== Input material

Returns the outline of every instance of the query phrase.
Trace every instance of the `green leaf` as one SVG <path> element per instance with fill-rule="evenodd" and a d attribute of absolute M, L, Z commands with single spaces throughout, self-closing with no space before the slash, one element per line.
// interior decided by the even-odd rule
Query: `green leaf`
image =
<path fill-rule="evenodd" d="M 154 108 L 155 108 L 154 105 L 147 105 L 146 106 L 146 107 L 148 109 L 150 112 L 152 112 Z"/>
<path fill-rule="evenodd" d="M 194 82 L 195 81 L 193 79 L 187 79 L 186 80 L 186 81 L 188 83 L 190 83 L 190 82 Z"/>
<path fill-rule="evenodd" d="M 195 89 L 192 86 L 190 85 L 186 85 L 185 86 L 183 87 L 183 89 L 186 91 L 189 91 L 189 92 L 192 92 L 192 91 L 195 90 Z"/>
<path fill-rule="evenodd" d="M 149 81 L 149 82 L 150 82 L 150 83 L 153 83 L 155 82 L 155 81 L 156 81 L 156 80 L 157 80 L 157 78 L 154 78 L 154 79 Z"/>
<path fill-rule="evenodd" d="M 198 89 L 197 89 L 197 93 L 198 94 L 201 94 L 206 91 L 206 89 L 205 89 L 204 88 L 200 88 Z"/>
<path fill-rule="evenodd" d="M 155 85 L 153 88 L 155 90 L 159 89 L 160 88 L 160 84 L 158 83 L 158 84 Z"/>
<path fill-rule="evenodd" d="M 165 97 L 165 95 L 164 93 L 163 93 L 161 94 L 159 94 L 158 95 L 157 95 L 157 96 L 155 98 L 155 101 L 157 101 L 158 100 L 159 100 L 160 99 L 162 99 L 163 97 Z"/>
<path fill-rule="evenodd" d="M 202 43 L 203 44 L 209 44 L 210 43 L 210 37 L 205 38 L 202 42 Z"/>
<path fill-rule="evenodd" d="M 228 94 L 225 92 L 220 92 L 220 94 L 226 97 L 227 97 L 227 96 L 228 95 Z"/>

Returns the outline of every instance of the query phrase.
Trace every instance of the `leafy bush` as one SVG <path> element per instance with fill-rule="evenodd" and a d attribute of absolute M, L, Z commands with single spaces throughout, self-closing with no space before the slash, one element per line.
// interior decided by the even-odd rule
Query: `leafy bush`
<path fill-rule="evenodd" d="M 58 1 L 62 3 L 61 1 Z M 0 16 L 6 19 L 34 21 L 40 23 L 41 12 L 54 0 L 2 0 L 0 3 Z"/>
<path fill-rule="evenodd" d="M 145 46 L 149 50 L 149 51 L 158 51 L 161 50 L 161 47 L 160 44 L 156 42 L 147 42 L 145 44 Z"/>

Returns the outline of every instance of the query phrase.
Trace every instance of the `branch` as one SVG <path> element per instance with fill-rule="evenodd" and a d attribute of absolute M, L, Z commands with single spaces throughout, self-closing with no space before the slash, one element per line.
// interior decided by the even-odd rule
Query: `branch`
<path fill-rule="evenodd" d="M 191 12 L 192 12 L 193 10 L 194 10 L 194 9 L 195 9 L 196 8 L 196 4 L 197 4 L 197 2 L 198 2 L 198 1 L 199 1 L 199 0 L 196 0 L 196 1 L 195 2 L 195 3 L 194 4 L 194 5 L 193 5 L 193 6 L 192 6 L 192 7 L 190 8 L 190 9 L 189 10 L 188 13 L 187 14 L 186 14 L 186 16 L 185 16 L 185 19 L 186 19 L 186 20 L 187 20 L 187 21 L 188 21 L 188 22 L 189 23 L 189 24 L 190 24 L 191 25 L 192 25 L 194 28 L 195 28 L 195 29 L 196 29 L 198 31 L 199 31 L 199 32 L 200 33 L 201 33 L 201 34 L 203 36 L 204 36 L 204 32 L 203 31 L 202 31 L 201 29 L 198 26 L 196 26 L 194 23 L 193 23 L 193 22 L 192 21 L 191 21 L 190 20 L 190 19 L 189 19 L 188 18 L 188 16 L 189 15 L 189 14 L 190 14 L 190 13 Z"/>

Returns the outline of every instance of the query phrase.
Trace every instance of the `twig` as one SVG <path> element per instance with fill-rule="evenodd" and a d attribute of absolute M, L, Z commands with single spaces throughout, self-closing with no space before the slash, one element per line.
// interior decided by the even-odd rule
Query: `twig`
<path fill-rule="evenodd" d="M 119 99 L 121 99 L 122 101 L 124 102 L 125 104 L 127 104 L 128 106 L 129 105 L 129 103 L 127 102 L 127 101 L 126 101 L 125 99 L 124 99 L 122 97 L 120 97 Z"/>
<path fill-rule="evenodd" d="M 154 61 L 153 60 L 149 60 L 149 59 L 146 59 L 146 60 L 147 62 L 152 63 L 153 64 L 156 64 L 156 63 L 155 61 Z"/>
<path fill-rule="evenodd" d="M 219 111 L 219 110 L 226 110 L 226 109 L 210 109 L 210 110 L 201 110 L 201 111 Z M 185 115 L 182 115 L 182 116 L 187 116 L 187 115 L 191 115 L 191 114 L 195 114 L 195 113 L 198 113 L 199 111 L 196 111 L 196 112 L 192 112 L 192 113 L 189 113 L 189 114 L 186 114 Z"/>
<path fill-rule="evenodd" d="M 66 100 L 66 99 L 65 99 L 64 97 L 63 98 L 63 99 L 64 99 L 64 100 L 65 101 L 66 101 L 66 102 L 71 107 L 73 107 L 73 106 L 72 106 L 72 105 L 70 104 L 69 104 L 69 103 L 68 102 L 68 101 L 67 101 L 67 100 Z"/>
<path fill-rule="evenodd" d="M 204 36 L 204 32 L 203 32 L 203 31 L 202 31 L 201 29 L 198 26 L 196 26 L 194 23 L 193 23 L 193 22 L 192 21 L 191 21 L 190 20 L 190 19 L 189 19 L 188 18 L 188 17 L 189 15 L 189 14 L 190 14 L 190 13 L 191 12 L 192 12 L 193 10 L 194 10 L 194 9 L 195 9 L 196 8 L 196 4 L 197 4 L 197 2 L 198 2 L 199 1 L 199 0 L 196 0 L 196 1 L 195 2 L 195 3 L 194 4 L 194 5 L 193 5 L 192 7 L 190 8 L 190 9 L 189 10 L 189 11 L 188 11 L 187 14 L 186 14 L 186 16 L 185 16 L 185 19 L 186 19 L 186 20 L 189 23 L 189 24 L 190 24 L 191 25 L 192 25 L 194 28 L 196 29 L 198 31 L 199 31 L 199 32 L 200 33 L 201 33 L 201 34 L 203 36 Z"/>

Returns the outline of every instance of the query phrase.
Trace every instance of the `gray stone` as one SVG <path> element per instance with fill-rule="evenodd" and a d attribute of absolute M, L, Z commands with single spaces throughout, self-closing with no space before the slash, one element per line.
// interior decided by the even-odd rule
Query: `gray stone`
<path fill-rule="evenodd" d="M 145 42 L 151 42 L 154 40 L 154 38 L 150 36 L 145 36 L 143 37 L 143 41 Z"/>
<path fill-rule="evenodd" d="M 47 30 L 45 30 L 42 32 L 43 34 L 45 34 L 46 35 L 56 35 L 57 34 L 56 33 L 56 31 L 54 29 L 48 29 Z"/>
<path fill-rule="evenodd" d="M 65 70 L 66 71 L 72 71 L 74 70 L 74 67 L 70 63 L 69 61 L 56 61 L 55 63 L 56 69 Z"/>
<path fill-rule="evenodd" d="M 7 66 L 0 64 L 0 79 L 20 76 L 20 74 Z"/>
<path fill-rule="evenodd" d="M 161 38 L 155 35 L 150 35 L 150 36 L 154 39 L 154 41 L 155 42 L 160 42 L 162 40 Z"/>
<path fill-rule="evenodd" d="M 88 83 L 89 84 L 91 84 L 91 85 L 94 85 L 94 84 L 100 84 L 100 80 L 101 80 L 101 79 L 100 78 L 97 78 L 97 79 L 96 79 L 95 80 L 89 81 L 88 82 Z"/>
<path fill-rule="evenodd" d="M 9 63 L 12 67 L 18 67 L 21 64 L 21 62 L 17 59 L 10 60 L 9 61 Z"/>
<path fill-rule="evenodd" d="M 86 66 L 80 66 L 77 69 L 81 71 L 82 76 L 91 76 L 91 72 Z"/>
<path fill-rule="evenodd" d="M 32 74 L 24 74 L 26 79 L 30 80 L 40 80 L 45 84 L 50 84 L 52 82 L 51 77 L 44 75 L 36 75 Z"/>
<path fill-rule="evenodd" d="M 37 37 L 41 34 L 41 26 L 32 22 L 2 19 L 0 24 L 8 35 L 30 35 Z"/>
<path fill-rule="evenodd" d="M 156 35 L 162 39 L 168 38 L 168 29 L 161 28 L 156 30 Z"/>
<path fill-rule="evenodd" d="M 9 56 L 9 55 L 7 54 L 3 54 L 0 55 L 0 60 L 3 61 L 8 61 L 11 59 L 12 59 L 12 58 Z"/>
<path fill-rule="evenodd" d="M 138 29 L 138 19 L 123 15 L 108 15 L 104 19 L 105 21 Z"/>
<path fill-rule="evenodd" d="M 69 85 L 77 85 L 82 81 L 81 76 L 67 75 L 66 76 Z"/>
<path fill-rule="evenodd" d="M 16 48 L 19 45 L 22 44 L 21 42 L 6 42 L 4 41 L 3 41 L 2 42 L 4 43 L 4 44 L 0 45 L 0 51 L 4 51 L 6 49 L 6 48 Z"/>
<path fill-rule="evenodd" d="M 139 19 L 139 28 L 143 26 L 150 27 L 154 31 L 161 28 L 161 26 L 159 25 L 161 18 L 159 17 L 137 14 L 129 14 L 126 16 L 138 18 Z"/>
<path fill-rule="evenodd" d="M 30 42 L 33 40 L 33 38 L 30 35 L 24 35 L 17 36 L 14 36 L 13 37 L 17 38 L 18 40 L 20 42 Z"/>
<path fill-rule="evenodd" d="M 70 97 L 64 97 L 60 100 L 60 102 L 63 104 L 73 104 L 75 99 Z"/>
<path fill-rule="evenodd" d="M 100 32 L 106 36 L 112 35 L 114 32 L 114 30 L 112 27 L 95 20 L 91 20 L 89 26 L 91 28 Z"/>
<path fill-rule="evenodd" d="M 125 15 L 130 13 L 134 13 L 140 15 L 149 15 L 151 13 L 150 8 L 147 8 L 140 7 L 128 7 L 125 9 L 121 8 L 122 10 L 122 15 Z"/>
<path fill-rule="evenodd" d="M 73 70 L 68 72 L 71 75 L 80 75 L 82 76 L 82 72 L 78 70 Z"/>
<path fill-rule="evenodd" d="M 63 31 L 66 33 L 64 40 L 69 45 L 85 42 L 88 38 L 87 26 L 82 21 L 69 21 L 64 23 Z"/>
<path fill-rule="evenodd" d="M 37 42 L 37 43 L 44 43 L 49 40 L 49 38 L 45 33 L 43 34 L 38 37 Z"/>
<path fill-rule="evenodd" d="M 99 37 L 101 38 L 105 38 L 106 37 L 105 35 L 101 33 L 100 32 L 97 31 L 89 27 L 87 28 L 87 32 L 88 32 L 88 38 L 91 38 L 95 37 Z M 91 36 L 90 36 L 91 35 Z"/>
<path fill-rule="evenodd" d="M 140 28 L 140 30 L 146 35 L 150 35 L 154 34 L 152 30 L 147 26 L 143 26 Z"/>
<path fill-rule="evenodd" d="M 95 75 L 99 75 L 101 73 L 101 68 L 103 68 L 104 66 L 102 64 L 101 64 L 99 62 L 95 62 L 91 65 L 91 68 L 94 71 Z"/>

====

What to produce: List every line of the records that contains the string "green", matching case exactly.

Result of this exercise:
Trace every instance of the `green leaf` as one SVG <path> element per instance with fill-rule="evenodd" and a d attribute of absolute M, L, Z commands with single spaces throughout, self-closing with no space before the slash, one element per line.
Query: `green leaf`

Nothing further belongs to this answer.